:: To do ::
Copy the data below. Keep every line exactly as it is.

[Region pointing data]
* * *

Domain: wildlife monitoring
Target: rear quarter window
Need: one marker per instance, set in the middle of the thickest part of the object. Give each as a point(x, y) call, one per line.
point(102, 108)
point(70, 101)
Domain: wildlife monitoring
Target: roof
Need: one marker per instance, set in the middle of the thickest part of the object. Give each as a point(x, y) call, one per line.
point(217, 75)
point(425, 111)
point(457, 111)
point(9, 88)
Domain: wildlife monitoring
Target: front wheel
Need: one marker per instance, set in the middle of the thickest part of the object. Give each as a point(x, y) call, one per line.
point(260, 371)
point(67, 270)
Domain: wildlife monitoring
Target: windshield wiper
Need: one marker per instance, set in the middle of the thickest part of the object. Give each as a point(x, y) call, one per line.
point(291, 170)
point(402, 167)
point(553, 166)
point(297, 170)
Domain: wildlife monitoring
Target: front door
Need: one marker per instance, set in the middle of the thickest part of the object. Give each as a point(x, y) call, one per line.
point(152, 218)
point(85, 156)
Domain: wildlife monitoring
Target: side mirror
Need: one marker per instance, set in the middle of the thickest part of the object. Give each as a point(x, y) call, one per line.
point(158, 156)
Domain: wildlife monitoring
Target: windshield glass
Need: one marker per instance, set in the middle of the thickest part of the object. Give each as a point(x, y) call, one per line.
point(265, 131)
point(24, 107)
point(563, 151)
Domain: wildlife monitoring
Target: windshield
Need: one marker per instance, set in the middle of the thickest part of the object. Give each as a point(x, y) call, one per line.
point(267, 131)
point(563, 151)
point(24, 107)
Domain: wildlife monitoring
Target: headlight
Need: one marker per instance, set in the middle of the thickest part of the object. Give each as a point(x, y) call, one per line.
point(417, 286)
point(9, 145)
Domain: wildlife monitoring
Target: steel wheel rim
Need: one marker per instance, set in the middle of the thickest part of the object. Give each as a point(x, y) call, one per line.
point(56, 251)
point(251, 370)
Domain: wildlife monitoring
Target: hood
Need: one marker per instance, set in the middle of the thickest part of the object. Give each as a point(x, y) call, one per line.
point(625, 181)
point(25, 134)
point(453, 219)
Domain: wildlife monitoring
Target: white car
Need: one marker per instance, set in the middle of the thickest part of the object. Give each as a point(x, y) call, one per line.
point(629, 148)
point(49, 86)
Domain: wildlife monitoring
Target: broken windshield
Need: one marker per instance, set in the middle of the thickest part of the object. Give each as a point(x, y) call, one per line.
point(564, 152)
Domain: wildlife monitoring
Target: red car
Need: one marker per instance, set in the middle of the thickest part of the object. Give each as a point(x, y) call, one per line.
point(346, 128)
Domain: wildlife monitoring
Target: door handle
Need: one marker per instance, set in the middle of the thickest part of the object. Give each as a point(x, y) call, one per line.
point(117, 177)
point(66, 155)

* * *

:: Output ::
Domain: wildlife monitoring
Target: rear quarter window
Need: one marker per instance, set in the middle of the thickest part of the object. Give each as a point(x, y) call, one per line.
point(102, 108)
point(70, 101)
Domain: wildlife monitoring
Target: roof
Need: one marker per instance, set in the middle of the thickest part of the object. Give each as a point(x, y) call, one per line.
point(217, 75)
point(425, 111)
point(457, 111)
point(9, 88)
Domain: wildlife monitoring
Target: front wheel
Need: one marker per instance, set in the middle of the thickest part of the object. Give each as a point(x, y) call, one per line.
point(260, 371)
point(67, 270)
Domain: wildlife monitoring
Target: windshield wiper
Need: one marker per instance, set in the middle of the thickest part of the object. Give each as a point(x, y) call, one per line.
point(291, 170)
point(402, 167)
point(553, 166)
point(297, 170)
Domain: wildlife monitoring
Target: front door
Need: one marker per instance, set in the middle of the thickest part of the object. Give each as a point(x, y) call, one per line.
point(152, 218)
point(85, 156)
Domain: wildlife monitoring
Target: side mirror
Need: one marker per instance, set in the middle of the thickest part of the object. Give each as a point(x, y) call, one per line.
point(158, 156)
Domain: wildlife monitoring
Target: windshield glass
Need: one marker per instance, set in the middle of the thickest part of the object. Give each as a point(x, y) call, one per line.
point(265, 131)
point(24, 107)
point(563, 151)
Domain: wildlife monitoring
Target: windshield
Need: one marker per instance, set in the middle of the thickest part of the object. Give each as a point(x, y) call, one per line.
point(267, 131)
point(563, 151)
point(24, 107)
Domain: wildlife monitoring
Target: headlight
Need: one marker per instance, set in the middle of the thickest part of the object. Give each as a point(x, y) call, one per line.
point(417, 286)
point(9, 145)
Domain: wildlife monitoring
Target: steel wheel rim
Need: one marker per instance, set in the middle of the thickest part of the object. Give each as a point(x, y) call, one per line.
point(56, 251)
point(251, 370)
Domain: wildlife monitoring
Target: hood
Need: one marker per instance, set in the middle of the thickest part of the object. Give each as a point(x, y) call, one per line.
point(625, 181)
point(25, 134)
point(453, 219)
Domain: wildlife monitoring
Target: white car
Need: one marker per instance, set in the middle of the thickest part of the object. Give each as a point(x, y) call, one per line.
point(629, 148)
point(49, 86)
Domain: wildlife monitoring
Target: broken windshield
Need: one marker per instance, set in the middle of the thickest part of the object. Give each as a point(x, y) call, one per line.
point(564, 152)
Domain: wildlife monitoring
Target: red car
Need: one marker per instance, set in the middle of the thickest part of the object. Give each as a point(x, y) call, one per line.
point(346, 128)
Domain: wildlife monitoring
Target: door handle
Need: one marker per instance, set in the middle of the thickest part of the object. Give each as a point(x, y) call, one per line.
point(117, 177)
point(66, 155)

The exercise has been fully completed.